EXTRACTED RECORDS:
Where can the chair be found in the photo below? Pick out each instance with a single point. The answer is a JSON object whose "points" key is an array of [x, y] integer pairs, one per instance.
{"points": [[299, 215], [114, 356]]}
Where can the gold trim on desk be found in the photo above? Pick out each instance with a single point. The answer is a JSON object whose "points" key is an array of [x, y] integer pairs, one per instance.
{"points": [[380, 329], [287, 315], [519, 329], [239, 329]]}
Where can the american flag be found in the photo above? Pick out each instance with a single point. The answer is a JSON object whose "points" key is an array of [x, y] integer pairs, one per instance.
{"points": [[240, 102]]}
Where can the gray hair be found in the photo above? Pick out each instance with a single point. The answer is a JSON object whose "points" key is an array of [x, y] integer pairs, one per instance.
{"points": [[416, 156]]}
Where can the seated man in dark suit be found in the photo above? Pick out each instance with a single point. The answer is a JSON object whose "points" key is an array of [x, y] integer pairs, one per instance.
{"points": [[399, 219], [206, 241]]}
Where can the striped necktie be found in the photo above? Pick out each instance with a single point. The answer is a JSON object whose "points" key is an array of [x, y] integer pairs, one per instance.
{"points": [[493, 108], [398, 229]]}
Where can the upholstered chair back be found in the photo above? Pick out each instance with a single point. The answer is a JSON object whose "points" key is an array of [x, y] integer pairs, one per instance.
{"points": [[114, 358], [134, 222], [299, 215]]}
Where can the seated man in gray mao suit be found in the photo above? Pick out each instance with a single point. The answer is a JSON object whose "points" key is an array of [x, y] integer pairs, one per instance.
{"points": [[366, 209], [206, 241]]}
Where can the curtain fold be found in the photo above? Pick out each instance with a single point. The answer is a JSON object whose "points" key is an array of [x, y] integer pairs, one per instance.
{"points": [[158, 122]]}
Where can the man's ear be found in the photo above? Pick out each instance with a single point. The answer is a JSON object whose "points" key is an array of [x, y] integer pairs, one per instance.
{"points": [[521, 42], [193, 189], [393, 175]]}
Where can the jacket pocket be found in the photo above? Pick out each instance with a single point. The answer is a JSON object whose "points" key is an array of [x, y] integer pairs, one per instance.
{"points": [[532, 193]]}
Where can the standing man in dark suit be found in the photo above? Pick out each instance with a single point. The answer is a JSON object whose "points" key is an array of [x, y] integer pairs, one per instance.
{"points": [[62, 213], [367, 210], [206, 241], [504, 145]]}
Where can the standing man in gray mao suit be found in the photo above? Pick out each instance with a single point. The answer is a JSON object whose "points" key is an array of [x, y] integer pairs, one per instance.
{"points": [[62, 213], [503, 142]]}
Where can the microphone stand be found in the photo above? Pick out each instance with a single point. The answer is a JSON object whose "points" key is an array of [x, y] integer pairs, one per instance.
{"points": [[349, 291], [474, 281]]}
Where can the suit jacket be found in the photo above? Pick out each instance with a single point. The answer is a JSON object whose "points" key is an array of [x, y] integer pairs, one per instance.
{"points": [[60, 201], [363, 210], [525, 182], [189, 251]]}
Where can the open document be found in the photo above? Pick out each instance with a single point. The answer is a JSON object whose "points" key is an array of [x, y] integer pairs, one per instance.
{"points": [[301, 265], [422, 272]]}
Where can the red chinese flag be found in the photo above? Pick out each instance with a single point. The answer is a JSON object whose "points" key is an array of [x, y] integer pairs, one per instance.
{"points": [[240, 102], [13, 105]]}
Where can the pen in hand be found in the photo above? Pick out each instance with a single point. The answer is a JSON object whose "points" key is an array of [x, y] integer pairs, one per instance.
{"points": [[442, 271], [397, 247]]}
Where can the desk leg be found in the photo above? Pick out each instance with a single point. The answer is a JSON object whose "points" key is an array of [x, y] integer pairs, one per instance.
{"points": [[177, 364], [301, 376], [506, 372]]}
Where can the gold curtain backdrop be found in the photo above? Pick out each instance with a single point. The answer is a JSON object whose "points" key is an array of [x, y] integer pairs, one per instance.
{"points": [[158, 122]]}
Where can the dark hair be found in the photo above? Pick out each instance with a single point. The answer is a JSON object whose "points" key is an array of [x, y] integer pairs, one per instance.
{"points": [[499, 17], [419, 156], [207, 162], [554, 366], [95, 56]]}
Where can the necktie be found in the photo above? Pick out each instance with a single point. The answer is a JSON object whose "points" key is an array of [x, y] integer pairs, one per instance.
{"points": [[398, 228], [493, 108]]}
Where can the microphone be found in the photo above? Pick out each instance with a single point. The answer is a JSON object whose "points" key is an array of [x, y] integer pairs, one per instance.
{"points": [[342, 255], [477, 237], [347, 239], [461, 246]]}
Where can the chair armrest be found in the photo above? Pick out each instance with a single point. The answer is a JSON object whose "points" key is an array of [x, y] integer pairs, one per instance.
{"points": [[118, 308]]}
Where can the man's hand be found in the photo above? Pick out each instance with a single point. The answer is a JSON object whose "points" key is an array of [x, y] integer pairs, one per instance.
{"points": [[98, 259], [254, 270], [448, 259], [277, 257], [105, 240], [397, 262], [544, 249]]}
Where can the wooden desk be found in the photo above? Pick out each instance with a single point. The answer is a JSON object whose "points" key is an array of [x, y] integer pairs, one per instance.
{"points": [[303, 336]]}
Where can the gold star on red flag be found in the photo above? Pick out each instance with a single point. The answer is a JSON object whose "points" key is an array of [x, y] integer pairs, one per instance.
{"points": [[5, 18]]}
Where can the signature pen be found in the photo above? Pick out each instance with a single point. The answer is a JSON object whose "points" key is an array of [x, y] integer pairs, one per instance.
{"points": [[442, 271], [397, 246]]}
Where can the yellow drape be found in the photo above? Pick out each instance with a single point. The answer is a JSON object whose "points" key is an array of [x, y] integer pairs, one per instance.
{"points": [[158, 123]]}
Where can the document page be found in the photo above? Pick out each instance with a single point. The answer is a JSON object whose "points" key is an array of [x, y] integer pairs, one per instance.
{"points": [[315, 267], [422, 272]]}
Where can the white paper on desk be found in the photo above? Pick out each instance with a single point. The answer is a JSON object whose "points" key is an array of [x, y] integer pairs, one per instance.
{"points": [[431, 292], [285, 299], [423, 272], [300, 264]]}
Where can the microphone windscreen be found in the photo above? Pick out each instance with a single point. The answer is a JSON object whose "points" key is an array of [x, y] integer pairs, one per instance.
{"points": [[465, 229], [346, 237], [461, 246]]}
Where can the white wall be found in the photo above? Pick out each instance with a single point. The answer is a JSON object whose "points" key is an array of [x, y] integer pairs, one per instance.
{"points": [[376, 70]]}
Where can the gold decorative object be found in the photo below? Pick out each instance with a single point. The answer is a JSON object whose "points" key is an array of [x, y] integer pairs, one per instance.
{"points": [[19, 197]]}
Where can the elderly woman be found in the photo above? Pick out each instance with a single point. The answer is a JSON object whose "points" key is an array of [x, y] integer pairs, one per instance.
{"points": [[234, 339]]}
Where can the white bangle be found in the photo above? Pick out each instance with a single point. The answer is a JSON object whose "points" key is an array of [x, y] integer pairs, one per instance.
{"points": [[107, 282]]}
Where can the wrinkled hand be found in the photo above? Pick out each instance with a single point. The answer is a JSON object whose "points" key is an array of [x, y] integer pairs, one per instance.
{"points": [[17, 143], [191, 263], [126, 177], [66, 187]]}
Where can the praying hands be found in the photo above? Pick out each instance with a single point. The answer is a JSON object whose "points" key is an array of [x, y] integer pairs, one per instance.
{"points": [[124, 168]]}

WORK ITEM: Reproduce the full listing above, keeping every line intact.

TASK RESULT:
Where can the chair be found in the photo below? Pick out each instance with a single point. The answer is a JSON object whose "points" key is an array of [x, y] integer pairs, one per instance.
{"points": [[299, 215], [114, 356]]}
Where can the gold trim on desk be found in the photo above? Pick out each instance with a single point. The answer is a JSON object whose "points" key is an array of [x, y] integer pairs, one per instance.
{"points": [[380, 329], [287, 315], [519, 329], [239, 329]]}
Where can the american flag be found in the photo above? Pick out each instance with a single point. The answer is a JSON object whose "points" key is an array of [x, y] integer pairs, one per instance.
{"points": [[240, 102]]}
Where can the gray hair be found in the photo above? Pick out each instance with a single point. The answer is a JSON object whose "points" key is an array of [x, y] integer pairs, one per instance.
{"points": [[416, 156]]}
Where can the seated man in dark suit be found in the photo above? Pick out each instance with a single point. The answer is a JSON object whose "points" key is an array of [x, y] integer pairs, one per instance.
{"points": [[399, 219], [206, 241]]}
Where can the striped necktie be found in the photo above? Pick out each instance with a single point. The answer is a JSON object whose "points" key is an array of [x, y] integer pairs, one per instance.
{"points": [[493, 108], [398, 229]]}
Where can the upholstered chair back be found in the photo above? Pick out each instance with a single point. The answer is a JSON object whose "points" key is an array of [x, y] integer pairs, one per instance.
{"points": [[114, 358], [134, 222], [299, 215]]}
Where can the seated man in gray mao suit be found in the photo above? Pick out each instance with a single point. The answer is a JSON object whose "points" key is an array of [x, y] integer pairs, one per instance.
{"points": [[366, 209], [206, 241]]}
Where can the curtain fold be found in the photo above? Pick out each instance with a single point. The answer is a JSON object whose "points" key is an array of [x, y] integer pairs, one per instance.
{"points": [[158, 122]]}
Where can the man's ear be found in the photo above? Pick out each instance with a single point. The answer is a JSON object whose "points" key is an array of [x, y] integer pairs, one per instance.
{"points": [[521, 42], [193, 189], [393, 175]]}
Where can the jacket pocket be found in the photo above? Pick out each instance with a single point. The answer is a JSON object whose "points" key is an array of [x, y] integer pairs, one per instance.
{"points": [[532, 193]]}
Where can the standing man in dark suit be found in the photo above? Pick out each instance with a single point. The answer is a JSON object whose "points" key is an array of [x, y] integer pairs, one per instance.
{"points": [[62, 213], [367, 210], [206, 241], [504, 145]]}
Where can the standing man in gray mao suit be found in the photo above? Pick out each instance with a single point. The answer is a JSON object whose "points" key is an array of [x, y] integer pairs, one per instance.
{"points": [[62, 213], [503, 142]]}
Where can the microphone stand be found in the photo above? Pick out each instance with a single point. The answer is a JSON object whose "points" key is an array of [x, y] integer pairs, one per instance.
{"points": [[349, 291], [474, 281]]}
Where can the suit jacket be found in the photo above? Pick out each instance with a single point. The answer is a JSON object whose "points" key is an array of [x, y] integer pairs, one per instance.
{"points": [[60, 201], [363, 210], [525, 182], [189, 251]]}
Where can the open document be found in the photo above? Pick out each instance with a single point. The answer is a JSON object whose "points" key is an array of [x, y] integer pairs, one per instance.
{"points": [[301, 265], [422, 272]]}
Where can the red chinese flag be found in the photo above? Pick out each instance with a single point. The answer is a JSON object whose "points" key is an array of [x, y] integer pairs, one per instance.
{"points": [[240, 102], [13, 105]]}
Where can the pen in hand be found in the photo above? Pick out each instance with a single point. The answer is a JSON object whose "points" key is an array of [x, y] integer pairs, one per instance.
{"points": [[442, 271], [397, 247]]}
Where can the desk leg be found in the photo above? Pick out each instance with a single point. The answer is a JSON object whose "points" key is an array of [x, y] integer pairs, one per instance.
{"points": [[177, 364], [301, 376], [506, 372]]}
Where can the gold curtain backdrop be found in the photo above? Pick out each instance with a single point. The answer is a JSON object whose "points" key is an array of [x, y] integer pairs, one per instance.
{"points": [[158, 122]]}
Where can the dark hair be found in the photo above? Pick out each instance with a single point. The answer is a JSON object whose "points" key is an array of [x, y] integer pairs, one per instance.
{"points": [[499, 17], [419, 156], [207, 162], [554, 366], [95, 56]]}
Where can the necktie be found in the photo above? Pick out each instance with a single point. The answer is a JSON object whose "points" key is an array of [x, y] integer pairs, one per instance.
{"points": [[398, 228], [493, 108]]}
Where can the microphone be found in the photo above? Pick out each instance with a single point. The answer is a JSON object whose "points" key is an array of [x, y] integer pairs, one per instance.
{"points": [[342, 255], [477, 237], [347, 239], [461, 246]]}
Where can the chair armrest be found in the photo above? Pick out each instance with a single point. The answer is a JSON object whose "points" key is an array of [x, y] integer pairs, one per instance.
{"points": [[118, 308]]}
Where can the man's hand be found in the photo above? Pick out each instance with a single point. The answer is a JSON object whose "points" key is an array of [x, y] integer pairs, one per instance.
{"points": [[98, 259], [254, 270], [448, 259], [277, 257], [105, 240], [397, 262], [544, 249]]}
Where can the wooden desk be found in the photo above? Pick out each instance with a single point. The answer is a JSON object whose "points" key is an array of [x, y] integer pairs, one per instance.
{"points": [[303, 336]]}
Where can the gold star on red flag be found in the photo above? Pick out each instance with a single point. The answer is a JSON object whose "points" key is an array of [x, y] integer pairs, one per instance.
{"points": [[5, 18]]}
Where can the signature pen be found in the photo above? Pick out each instance with a single point. The answer is a JSON object whose "points" key is an array of [x, y] integer pairs, one per instance.
{"points": [[442, 271], [397, 246]]}
Where can the yellow drape be found in the photo above? Pick out each instance with a single point. The answer is a JSON object whose "points" key is an array of [x, y] integer pairs, one per instance.
{"points": [[158, 123]]}
Where can the document page be found in the photo above? Pick out each instance with a single point. The answer is a JSON object whose "points" key is an array of [x, y] integer pairs, one per instance.
{"points": [[315, 267], [422, 272]]}
Where can the white paper on desk be found in the photo above? Pick out each instance with a single point. The answer is a JSON object whose "points" key is an array of [x, y] integer pairs, one per instance.
{"points": [[431, 292], [285, 299], [423, 272], [300, 264]]}
Where can the microphone windscreen be found in the photo above? Pick out each instance with a single point. The answer is a JSON object whose "points" key is an array of [x, y] integer pairs, one per instance.
{"points": [[465, 229], [346, 237], [461, 246]]}
Where can the white wall be found in the photo above? Pick out each instance with a single point. The answer is a JSON object whose "points" key is an array of [x, y] integer pairs, one per instance.
{"points": [[376, 70]]}
Where can the gold decorative object be found in the photo below? Pick out each instance with a single point. The answer is a JSON object whose "points" key is an array of [x, y] integer pairs, one per instance.
{"points": [[19, 197]]}
Where can the elderly woman be found in the photo above? Pick out each instance with a single point. The answer is a JSON object whose "points" key is an array of [x, y] integer pairs, one per instance.
{"points": [[234, 339]]}
Where can the white bangle be found in the photo above? Pick out each instance with a single point. The answer is a JSON object whose "points" key is an array of [x, y] integer pairs, one per instance.
{"points": [[107, 282]]}
Where can the wrinkled hand be found in the photo above? Pick out each instance with a single point. The answer is a JSON object whose "points" key is an array of [x, y] integer pairs, one per instance.
{"points": [[17, 143], [191, 263], [126, 177], [66, 187]]}
Where can the praying hands be found in the photo above? Pick out each instance with a single point. The answer is a JSON object whose "points" key is an array of [x, y] integer pairs, one per instance.
{"points": [[124, 168]]}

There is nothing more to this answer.